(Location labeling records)
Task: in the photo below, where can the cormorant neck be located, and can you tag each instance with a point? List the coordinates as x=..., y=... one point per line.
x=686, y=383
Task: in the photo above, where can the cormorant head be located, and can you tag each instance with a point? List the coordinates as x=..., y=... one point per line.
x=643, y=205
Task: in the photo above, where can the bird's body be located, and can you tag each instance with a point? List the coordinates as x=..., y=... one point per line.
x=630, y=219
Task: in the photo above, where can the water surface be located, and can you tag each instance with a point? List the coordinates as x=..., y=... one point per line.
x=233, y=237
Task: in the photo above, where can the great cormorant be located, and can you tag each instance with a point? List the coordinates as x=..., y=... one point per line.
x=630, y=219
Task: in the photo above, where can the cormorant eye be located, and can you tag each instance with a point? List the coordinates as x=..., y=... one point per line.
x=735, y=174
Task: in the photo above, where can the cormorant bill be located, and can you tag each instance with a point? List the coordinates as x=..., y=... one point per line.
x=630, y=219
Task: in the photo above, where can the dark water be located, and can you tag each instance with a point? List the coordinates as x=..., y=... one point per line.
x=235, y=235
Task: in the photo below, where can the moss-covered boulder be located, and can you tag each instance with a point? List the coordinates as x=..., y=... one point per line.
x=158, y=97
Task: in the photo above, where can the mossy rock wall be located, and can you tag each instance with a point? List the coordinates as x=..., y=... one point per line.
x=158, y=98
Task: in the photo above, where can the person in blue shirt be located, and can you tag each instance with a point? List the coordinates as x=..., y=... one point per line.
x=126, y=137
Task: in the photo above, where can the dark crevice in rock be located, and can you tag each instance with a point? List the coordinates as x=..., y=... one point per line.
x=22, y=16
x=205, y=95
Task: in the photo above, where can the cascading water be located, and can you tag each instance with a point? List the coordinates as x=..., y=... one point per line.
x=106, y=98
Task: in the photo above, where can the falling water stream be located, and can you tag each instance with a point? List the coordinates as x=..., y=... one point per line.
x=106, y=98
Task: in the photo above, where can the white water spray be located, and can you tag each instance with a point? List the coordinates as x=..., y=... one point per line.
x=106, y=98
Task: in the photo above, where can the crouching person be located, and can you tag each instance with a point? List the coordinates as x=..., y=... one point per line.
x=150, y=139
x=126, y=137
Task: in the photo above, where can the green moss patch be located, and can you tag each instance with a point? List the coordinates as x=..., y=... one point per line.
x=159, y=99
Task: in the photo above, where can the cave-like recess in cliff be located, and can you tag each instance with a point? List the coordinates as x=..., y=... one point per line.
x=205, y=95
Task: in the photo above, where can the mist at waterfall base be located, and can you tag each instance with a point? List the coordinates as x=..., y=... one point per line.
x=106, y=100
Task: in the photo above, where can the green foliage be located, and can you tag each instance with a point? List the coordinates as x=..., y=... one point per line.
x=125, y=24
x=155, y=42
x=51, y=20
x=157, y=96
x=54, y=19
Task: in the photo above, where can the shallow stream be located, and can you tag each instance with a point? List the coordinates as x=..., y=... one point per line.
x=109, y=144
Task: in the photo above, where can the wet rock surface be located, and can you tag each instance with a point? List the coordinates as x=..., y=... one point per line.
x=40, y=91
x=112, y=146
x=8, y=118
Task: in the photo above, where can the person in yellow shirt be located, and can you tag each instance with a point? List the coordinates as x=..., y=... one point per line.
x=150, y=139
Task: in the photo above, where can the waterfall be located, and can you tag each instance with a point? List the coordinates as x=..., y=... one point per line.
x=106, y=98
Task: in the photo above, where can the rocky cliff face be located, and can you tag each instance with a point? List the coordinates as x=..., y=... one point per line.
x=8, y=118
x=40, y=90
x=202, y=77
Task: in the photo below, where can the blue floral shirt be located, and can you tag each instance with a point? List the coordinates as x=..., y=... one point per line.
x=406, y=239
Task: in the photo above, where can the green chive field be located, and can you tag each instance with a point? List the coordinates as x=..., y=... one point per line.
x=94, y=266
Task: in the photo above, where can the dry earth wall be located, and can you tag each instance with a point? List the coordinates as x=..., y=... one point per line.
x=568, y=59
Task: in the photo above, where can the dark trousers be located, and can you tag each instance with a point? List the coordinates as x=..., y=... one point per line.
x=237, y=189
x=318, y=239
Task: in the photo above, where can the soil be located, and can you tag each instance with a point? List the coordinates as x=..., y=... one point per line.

TASK
Give the lines exactly as they stand, from the line with "Task: in the photo above, where can the waterfall" through the end of the material.

RESULT OF THE EXERCISE
Task: in the photo above, where can the waterfall be located, and can you tag each instance with a point? List the coordinates as x=..., y=... one point per line.
x=106, y=98
Task: in the photo above, where can the rocky cliff face be located, and can you tag each instance with a point? List the coordinates as x=..., y=... one point per line.
x=8, y=118
x=40, y=90
x=202, y=77
Task: in the photo below, where can the blue floral shirt be located, and can you tag each instance with a point? List the coordinates as x=..., y=... one point per line.
x=406, y=239
Task: in the photo above, where can the green chive field be located, and can you tag each instance with a point? List the coordinates as x=..., y=... one point per line.
x=94, y=266
Task: in the photo above, where can the dry earth wall be located, and can you tag each instance with a point? List the coordinates as x=..., y=... one point per line.
x=568, y=59
Task: in the photo above, where can the dark trousers be located, and can you tag each instance with a point? List the coordinates as x=..., y=... one point per line.
x=237, y=189
x=318, y=239
Task: in the photo above, where can the soil be located, and can you tag each instance with a point? List the coordinates as x=..., y=... one point per line.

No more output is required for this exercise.